(PROBLEM TO SOLVE):
Once you find the line with "In the photograph above, where can the reflection", copy it and every line after it through the end of the entries below, exactly as written.

[Point-per-instance localization data]
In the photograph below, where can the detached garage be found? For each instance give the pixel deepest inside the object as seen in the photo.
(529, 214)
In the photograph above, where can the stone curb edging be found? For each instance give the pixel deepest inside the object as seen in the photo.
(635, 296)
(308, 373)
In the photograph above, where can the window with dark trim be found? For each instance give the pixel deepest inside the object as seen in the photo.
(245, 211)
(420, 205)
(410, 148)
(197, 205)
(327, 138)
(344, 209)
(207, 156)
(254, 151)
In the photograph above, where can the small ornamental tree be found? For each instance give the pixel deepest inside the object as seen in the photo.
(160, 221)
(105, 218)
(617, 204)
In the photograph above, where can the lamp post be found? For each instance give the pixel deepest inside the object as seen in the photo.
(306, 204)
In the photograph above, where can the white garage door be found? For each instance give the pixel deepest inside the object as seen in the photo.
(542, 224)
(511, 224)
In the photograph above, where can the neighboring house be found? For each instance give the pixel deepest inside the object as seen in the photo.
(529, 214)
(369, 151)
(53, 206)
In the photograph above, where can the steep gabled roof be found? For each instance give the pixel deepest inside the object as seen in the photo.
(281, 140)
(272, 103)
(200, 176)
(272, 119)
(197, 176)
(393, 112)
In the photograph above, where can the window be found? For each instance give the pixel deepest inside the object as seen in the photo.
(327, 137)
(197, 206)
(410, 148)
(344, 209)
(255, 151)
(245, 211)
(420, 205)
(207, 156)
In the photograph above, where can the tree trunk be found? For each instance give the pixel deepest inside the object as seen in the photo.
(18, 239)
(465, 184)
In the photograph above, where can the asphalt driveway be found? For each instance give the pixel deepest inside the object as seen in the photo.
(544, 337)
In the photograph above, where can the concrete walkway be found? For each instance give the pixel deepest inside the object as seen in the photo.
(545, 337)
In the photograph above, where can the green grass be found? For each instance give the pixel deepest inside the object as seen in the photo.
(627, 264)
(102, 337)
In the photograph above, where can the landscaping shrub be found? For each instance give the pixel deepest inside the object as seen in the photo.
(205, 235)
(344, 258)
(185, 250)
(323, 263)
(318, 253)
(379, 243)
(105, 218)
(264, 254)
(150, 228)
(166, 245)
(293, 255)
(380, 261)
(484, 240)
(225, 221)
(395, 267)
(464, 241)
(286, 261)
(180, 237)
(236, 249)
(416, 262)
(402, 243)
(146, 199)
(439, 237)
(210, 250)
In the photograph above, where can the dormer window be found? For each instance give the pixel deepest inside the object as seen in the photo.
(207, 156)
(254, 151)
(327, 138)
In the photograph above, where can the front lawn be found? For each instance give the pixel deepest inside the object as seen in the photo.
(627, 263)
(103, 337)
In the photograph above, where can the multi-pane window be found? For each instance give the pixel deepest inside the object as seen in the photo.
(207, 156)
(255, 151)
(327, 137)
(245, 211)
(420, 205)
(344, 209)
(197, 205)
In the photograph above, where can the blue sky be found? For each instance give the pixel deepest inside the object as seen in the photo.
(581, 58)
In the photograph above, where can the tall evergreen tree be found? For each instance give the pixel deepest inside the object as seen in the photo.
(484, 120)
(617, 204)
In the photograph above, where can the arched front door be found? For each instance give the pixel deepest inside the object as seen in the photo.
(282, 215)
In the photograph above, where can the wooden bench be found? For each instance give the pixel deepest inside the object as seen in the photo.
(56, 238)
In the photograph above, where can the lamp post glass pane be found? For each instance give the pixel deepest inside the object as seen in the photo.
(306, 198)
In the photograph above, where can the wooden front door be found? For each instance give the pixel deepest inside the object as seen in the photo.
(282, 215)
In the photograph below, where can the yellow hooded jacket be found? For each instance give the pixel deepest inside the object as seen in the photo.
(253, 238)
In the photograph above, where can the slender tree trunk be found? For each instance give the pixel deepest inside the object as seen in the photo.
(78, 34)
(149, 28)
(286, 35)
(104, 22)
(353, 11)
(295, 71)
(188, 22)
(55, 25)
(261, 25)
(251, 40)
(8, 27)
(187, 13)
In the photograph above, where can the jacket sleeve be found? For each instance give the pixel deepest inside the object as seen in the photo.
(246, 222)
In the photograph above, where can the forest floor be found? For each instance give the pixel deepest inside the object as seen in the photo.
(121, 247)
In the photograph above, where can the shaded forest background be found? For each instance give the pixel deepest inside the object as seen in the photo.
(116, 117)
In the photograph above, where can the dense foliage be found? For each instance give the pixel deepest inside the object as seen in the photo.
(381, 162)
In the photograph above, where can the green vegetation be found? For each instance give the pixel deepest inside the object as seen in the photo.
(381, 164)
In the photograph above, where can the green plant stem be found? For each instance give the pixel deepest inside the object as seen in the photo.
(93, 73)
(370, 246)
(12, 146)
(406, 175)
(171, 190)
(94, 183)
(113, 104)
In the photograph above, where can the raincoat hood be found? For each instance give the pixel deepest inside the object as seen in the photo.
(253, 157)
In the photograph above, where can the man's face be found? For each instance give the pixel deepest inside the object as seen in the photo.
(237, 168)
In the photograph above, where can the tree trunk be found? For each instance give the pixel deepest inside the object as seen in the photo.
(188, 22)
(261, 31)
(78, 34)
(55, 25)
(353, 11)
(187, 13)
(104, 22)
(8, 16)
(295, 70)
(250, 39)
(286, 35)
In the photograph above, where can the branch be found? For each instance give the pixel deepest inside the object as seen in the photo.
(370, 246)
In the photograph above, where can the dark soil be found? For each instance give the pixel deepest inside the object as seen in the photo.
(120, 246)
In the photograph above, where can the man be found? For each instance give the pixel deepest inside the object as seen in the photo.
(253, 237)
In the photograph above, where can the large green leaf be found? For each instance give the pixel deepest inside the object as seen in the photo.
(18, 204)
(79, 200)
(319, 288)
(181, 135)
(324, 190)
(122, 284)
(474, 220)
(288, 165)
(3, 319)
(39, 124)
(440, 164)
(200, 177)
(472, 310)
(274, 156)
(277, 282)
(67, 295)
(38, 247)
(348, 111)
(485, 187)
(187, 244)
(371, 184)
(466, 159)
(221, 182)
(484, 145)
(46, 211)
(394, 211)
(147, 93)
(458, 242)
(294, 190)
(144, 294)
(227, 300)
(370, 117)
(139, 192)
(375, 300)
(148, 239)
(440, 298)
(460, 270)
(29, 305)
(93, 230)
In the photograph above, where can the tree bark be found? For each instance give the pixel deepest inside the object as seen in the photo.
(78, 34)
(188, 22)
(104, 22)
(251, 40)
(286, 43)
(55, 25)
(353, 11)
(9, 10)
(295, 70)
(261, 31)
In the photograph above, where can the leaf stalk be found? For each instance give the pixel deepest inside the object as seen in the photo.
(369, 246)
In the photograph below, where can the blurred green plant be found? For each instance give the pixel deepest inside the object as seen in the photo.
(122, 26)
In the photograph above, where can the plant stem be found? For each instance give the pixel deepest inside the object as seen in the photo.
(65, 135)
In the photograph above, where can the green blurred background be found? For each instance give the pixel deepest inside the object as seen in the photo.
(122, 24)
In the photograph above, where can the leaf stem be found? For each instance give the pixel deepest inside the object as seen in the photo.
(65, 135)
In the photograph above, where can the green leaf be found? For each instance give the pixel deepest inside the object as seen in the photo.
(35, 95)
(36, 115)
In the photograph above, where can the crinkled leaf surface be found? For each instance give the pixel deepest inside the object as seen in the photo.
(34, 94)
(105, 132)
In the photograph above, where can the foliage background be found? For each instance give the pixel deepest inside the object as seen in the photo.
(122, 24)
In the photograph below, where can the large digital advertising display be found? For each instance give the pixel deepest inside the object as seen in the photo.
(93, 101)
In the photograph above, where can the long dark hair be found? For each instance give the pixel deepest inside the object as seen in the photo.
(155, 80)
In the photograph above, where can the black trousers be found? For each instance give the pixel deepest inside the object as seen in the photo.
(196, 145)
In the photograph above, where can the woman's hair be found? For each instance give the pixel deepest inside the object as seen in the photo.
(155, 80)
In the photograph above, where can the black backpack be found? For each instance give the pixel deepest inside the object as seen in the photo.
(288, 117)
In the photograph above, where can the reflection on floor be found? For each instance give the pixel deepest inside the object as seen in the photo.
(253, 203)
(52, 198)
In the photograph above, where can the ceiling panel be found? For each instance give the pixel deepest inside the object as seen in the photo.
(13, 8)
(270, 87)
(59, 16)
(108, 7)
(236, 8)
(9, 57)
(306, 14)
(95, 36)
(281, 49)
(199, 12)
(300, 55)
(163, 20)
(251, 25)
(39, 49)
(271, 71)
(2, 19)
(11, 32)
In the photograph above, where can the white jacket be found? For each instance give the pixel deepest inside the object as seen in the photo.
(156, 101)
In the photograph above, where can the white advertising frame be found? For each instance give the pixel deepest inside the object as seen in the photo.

(REPLY):
In the photograph above, where can the reflection on floor be found? For each instance give the pixel deepest inside the object as seen in the photo.
(253, 203)
(52, 198)
In the photograph above, where can the ceiling panel be found? For each instance give the pixel deepest inside the object as seen in the photo.
(13, 8)
(270, 87)
(59, 16)
(108, 7)
(236, 8)
(9, 57)
(306, 14)
(95, 36)
(281, 49)
(199, 12)
(300, 55)
(163, 20)
(251, 25)
(39, 49)
(271, 71)
(2, 19)
(11, 32)
In the photograph above, where can the white jacket be found? For each instance give the pixel deepest inside the object as seen in the photo.
(156, 101)
In the photograph above, where can the white advertising frame be found? For each instance give the pixel deepest inside the object as seen in the photo.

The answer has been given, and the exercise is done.